* **Given records**

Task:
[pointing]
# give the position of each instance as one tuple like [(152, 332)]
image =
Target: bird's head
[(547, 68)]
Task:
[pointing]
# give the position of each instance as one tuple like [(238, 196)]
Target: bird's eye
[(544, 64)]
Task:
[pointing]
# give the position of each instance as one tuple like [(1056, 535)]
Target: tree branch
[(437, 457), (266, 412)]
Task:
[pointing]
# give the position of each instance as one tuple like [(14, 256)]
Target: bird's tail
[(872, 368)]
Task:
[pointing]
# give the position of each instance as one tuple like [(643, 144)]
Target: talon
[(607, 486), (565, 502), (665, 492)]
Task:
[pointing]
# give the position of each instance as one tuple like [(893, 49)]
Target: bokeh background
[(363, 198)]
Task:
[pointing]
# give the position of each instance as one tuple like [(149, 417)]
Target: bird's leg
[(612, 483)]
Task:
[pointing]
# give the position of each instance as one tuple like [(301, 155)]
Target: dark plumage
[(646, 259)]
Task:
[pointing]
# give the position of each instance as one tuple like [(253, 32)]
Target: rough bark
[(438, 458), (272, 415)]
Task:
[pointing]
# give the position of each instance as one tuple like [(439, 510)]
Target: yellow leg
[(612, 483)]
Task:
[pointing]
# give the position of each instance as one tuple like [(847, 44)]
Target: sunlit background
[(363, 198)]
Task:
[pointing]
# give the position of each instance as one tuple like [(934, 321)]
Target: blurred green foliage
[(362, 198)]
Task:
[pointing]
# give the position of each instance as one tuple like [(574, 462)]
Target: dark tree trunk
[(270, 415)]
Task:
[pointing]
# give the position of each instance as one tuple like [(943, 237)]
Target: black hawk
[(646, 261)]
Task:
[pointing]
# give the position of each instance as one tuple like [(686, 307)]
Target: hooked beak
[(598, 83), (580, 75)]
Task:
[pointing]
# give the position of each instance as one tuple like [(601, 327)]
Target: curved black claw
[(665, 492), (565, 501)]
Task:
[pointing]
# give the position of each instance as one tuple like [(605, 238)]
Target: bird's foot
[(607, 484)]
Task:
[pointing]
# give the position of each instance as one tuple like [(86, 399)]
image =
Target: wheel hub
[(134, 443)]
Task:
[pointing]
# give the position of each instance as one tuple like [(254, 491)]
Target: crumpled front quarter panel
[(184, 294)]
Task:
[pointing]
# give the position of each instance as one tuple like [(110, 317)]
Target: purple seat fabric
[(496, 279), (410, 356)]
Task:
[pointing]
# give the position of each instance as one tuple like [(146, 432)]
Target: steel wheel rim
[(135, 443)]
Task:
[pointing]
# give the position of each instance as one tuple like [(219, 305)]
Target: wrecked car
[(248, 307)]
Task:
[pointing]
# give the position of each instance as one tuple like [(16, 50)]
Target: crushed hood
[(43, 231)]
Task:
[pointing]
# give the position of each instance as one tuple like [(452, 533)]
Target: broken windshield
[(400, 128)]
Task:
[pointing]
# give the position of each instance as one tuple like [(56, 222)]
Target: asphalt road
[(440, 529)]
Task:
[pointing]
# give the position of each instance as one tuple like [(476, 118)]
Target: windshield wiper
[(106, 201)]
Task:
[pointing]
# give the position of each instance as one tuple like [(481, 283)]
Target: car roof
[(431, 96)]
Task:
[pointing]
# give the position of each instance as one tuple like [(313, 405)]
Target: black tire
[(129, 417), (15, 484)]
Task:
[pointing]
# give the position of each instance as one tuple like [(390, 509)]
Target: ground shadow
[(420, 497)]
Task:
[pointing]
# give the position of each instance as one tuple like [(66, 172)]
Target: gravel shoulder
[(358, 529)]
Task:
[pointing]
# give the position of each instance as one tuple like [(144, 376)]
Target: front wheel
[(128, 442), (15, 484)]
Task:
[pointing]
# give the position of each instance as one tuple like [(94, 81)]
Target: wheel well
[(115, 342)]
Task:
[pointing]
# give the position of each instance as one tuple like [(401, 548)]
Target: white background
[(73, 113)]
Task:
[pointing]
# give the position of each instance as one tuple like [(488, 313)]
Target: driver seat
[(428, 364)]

* **Task details**
Turn every line of the rows above into a JSON list of strings, one string per line, with blank lines omitted.

* **Solved problem**
[
  "Task:",
  "[pointing]",
  "# give the position of each instance as one tuple like [(152, 332)]",
  "image =",
  "Target: bird's head",
  "[(547, 68)]",
  "Task:",
  "[pointing]",
  "# give the position of each instance as one tuple like [(238, 196)]",
  "Target: bird's eye",
  "[(544, 64)]",
  "Task:",
  "[pointing]",
  "# give the position of each instance as one tuple like [(1056, 535)]",
  "Target: tree branch",
  "[(437, 457), (266, 412)]",
  "Task:",
  "[pointing]",
  "# give the position of each instance as one tuple like [(14, 256)]",
  "Target: bird's tail",
  "[(872, 368)]",
  "Task:",
  "[pointing]",
  "# give the position of each instance as one tuple like [(643, 144)]",
  "Target: talon",
  "[(607, 486), (565, 502), (665, 492)]",
  "Task:",
  "[pointing]",
  "# give the position of each instance as one tuple like [(893, 49)]",
  "Target: bokeh background",
  "[(363, 198)]",
  "Task:",
  "[pointing]",
  "# give the position of each instance as one tuple like [(149, 417)]",
  "Target: bird's leg",
  "[(612, 483)]",
  "Task:",
  "[pointing]",
  "# give the position of each instance as one tuple like [(301, 155)]",
  "Target: dark plumage",
  "[(646, 259)]",
  "Task:",
  "[pointing]",
  "# give the position of each instance as one tuple like [(253, 32)]",
  "Target: rough bark",
  "[(438, 458), (272, 415)]",
  "Task:",
  "[pointing]",
  "# give the position of each instance as one tuple like [(439, 510)]",
  "Target: yellow leg",
  "[(612, 483)]",
  "Task:",
  "[pointing]",
  "# give the position of each instance as one tuple like [(847, 44)]",
  "Target: sunlit background",
  "[(363, 198)]",
  "Task:",
  "[pointing]",
  "# give the position of each instance as one tuple like [(934, 321)]",
  "Target: blurred green foliage",
  "[(362, 198)]",
  "Task:",
  "[pointing]",
  "# give the position of each instance as one tuple like [(574, 462)]",
  "Target: dark tree trunk",
  "[(270, 415)]",
  "Task:",
  "[pointing]",
  "# give the position of each instance as one tuple like [(943, 237)]",
  "Target: black hawk",
  "[(646, 261)]",
  "Task:",
  "[pointing]",
  "# give the position of each instance as one tuple like [(686, 307)]",
  "Target: hooked beak",
  "[(598, 83), (580, 75)]",
  "Task:",
  "[pointing]",
  "# give the position of each instance as one tuple like [(601, 327)]",
  "Target: curved black claw",
  "[(665, 492), (565, 501)]",
  "Task:",
  "[pointing]",
  "# give the position of each instance as one tuple like [(605, 238)]",
  "Target: bird's foot",
  "[(607, 484)]",
  "Task:",
  "[pointing]",
  "# give the position of each instance as one tuple like [(86, 399)]",
  "image =",
  "Target: wheel hub",
  "[(134, 443)]",
  "Task:",
  "[pointing]",
  "# give the position of each instance as one tuple like [(254, 491)]",
  "Target: crumpled front quarter panel",
  "[(184, 294)]",
  "Task:",
  "[pointing]",
  "# give the position of each instance as one tuple like [(110, 317)]",
  "Target: purple seat fabric",
  "[(496, 279), (410, 356)]",
  "Task:",
  "[pointing]",
  "# give the position of each instance as one tuple like [(146, 432)]",
  "Target: steel wheel rim",
  "[(135, 443)]",
  "Task:",
  "[pointing]",
  "# give the position of each instance as one tuple like [(219, 305)]",
  "Target: wrecked car",
  "[(248, 307)]",
  "Task:",
  "[pointing]",
  "# give the position of each instance as one tuple like [(16, 50)]",
  "Target: crushed hood",
  "[(43, 231)]",
  "Task:",
  "[pointing]",
  "# give the position of each instance as one tuple like [(452, 533)]",
  "Target: broken windshield",
  "[(400, 128)]",
  "Task:",
  "[pointing]",
  "# give the position of each instance as one tuple like [(56, 222)]",
  "Target: asphalt road",
  "[(440, 529)]",
  "Task:",
  "[pointing]",
  "# give the position of each instance as one tuple like [(476, 118)]",
  "Target: windshield wiper",
  "[(106, 201)]",
  "Task:",
  "[pointing]",
  "# give the position of each instance as one tuple like [(481, 283)]",
  "Target: car roof",
  "[(431, 96)]",
  "Task:",
  "[pointing]",
  "# give the position of each instance as one tuple like [(313, 405)]",
  "Target: black tire",
  "[(129, 417), (15, 484)]",
  "Task:",
  "[pointing]",
  "# give the position of each instance as one tuple like [(390, 509)]",
  "Target: ground shadow",
  "[(420, 497)]",
  "Task:",
  "[pointing]",
  "# give the position of each instance as one tuple like [(66, 172)]",
  "Target: gravel shoulder",
  "[(358, 529)]",
  "Task:",
  "[pointing]",
  "# give the position of each instance as one tuple like [(144, 376)]",
  "Target: front wheel",
  "[(128, 442), (15, 484)]",
  "Task:",
  "[pointing]",
  "# give the position of each instance as one tuple like [(94, 81)]",
  "Target: wheel well",
  "[(115, 342)]",
  "Task:",
  "[pointing]",
  "# give the position of each instance as one tuple like [(401, 548)]",
  "Target: white background",
  "[(73, 113)]",
  "Task:",
  "[pointing]",
  "# give the position of each instance as one tuple like [(488, 313)]",
  "Target: driver seat",
  "[(428, 364)]"
]